## Exercise objective
When the line containing "82L196 76L190 77L186" appears in the entries below, begin printing there and stop after the line containing "box: [87, 21, 98, 29]"; print each of those lines exactly and no other line.

--------------------------------

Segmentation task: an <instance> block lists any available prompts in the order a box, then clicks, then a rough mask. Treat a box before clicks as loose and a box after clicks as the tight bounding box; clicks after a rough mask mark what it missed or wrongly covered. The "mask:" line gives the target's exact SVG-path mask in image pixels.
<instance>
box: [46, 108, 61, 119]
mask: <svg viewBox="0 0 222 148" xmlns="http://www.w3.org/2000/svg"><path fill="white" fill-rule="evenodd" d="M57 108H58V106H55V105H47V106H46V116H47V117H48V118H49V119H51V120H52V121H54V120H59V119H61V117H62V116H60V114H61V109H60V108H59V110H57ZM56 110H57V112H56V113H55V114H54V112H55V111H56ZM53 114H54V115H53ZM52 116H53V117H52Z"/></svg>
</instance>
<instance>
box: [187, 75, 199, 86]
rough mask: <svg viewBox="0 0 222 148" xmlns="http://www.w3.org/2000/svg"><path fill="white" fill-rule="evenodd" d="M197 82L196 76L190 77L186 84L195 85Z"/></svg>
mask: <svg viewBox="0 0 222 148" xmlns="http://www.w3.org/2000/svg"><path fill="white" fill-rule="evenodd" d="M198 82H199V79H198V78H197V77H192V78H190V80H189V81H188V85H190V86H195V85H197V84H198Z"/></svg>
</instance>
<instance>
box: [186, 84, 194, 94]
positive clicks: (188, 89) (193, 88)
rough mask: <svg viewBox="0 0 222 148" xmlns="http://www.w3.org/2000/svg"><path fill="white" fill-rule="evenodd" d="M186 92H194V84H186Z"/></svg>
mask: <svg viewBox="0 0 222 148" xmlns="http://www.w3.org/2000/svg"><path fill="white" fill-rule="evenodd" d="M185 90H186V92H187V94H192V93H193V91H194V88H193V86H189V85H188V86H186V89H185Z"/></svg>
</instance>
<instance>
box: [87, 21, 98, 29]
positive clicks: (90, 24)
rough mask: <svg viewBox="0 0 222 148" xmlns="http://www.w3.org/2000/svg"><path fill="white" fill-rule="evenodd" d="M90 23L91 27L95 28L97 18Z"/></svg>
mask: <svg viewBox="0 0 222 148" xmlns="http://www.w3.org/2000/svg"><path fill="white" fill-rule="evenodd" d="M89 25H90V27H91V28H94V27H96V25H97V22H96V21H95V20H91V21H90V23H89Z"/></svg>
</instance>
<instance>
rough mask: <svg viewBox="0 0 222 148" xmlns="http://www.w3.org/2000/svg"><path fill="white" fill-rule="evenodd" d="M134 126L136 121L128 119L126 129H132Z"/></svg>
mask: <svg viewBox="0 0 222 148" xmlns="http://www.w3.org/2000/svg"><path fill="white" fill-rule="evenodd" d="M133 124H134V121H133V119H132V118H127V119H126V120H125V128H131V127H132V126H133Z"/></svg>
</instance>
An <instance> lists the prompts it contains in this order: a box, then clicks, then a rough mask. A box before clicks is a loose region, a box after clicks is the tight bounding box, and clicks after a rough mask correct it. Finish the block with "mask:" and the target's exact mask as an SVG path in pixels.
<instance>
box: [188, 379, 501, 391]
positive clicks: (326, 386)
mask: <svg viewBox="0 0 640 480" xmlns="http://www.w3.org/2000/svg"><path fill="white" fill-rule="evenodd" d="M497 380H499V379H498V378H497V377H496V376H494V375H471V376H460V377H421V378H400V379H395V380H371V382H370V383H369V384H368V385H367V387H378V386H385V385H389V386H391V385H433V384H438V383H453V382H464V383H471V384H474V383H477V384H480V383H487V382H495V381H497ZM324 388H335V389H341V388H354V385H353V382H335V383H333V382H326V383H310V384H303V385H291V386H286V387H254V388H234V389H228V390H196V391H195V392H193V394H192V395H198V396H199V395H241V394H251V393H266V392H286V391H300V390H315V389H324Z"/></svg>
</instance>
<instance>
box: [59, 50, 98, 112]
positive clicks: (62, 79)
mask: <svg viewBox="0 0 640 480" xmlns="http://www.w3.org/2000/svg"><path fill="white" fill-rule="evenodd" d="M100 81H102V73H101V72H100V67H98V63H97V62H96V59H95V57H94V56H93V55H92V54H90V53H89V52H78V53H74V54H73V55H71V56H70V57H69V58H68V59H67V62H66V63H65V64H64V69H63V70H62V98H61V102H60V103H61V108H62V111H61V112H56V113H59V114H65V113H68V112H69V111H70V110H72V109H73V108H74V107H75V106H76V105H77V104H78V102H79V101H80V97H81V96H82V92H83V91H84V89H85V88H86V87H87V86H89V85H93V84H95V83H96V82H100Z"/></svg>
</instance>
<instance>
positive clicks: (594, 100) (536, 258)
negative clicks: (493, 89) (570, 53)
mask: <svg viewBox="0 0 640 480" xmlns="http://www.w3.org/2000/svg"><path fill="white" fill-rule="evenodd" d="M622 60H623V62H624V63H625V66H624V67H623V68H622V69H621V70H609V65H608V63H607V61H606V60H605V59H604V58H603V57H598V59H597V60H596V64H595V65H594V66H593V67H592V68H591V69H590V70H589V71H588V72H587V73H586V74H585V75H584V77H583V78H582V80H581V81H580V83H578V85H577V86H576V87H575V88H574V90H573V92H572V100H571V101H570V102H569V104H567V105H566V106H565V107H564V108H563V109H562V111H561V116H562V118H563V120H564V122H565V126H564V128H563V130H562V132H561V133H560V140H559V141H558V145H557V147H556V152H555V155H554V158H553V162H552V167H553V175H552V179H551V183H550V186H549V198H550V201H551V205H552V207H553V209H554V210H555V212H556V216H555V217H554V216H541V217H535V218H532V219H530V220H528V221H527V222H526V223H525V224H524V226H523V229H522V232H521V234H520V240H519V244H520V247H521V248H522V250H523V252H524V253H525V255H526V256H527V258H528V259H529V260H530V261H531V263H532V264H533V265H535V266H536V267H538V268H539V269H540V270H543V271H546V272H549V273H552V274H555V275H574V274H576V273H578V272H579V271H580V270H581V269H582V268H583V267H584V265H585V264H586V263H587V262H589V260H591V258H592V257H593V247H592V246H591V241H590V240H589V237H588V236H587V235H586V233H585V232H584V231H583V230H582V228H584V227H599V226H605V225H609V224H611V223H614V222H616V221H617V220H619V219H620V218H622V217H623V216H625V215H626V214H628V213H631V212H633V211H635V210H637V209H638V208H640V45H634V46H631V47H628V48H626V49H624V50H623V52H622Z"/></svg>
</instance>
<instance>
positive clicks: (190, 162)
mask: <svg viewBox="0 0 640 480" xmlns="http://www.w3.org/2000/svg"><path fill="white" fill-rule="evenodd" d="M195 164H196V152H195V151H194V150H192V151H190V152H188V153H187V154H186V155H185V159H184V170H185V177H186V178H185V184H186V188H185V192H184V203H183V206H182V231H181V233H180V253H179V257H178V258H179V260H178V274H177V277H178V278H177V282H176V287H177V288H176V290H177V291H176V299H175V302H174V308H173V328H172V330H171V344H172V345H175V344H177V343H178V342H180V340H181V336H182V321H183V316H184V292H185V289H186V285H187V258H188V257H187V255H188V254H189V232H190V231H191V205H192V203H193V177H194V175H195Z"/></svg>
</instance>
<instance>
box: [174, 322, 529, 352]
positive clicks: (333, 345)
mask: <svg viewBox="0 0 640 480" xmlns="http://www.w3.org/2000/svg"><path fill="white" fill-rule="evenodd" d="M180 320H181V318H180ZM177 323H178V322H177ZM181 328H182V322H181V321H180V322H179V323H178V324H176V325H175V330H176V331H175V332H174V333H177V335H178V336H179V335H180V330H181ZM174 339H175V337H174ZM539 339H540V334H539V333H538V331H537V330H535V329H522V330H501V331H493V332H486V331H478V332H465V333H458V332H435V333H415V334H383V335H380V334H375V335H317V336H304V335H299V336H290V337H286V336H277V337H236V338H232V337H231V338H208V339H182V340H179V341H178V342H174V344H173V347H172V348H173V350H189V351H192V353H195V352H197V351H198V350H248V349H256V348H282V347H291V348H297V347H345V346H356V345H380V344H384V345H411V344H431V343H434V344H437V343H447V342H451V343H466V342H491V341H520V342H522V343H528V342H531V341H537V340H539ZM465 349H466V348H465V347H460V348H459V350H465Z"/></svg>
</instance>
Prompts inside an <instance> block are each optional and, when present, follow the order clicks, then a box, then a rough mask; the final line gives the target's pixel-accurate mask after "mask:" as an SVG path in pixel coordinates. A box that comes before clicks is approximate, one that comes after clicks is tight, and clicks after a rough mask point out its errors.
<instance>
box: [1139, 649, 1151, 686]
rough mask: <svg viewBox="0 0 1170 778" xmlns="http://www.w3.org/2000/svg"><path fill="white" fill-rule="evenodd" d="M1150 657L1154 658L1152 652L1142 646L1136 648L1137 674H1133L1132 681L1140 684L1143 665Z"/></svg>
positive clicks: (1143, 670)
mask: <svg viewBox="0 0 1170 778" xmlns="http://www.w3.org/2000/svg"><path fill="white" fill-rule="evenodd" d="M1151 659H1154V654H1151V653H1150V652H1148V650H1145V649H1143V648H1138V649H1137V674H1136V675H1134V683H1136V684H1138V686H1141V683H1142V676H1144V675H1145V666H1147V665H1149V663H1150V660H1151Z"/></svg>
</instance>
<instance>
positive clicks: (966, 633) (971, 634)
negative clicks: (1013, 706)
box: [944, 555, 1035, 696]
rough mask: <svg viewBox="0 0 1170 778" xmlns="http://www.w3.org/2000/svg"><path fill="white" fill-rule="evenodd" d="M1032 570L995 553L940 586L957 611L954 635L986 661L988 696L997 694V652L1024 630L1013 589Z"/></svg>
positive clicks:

--------------------------------

## Response to the task
rough mask: <svg viewBox="0 0 222 148" xmlns="http://www.w3.org/2000/svg"><path fill="white" fill-rule="evenodd" d="M197 82L196 76L190 77L186 84L195 85Z"/></svg>
mask: <svg viewBox="0 0 222 148" xmlns="http://www.w3.org/2000/svg"><path fill="white" fill-rule="evenodd" d="M198 82H199V79H198V78H197V77H192V78H190V80H189V81H188V85H190V86H195V85H197V84H198Z"/></svg>
</instance>
<instance>
box: [186, 84, 194, 94]
positive clicks: (188, 89) (193, 88)
rough mask: <svg viewBox="0 0 222 148" xmlns="http://www.w3.org/2000/svg"><path fill="white" fill-rule="evenodd" d="M186 92H194V84H186Z"/></svg>
mask: <svg viewBox="0 0 222 148" xmlns="http://www.w3.org/2000/svg"><path fill="white" fill-rule="evenodd" d="M185 90H186V92H187V94H192V93H193V91H194V88H193V86H189V85H188V86H186V89H185Z"/></svg>
</instance>
<instance>
box: [87, 21, 98, 29]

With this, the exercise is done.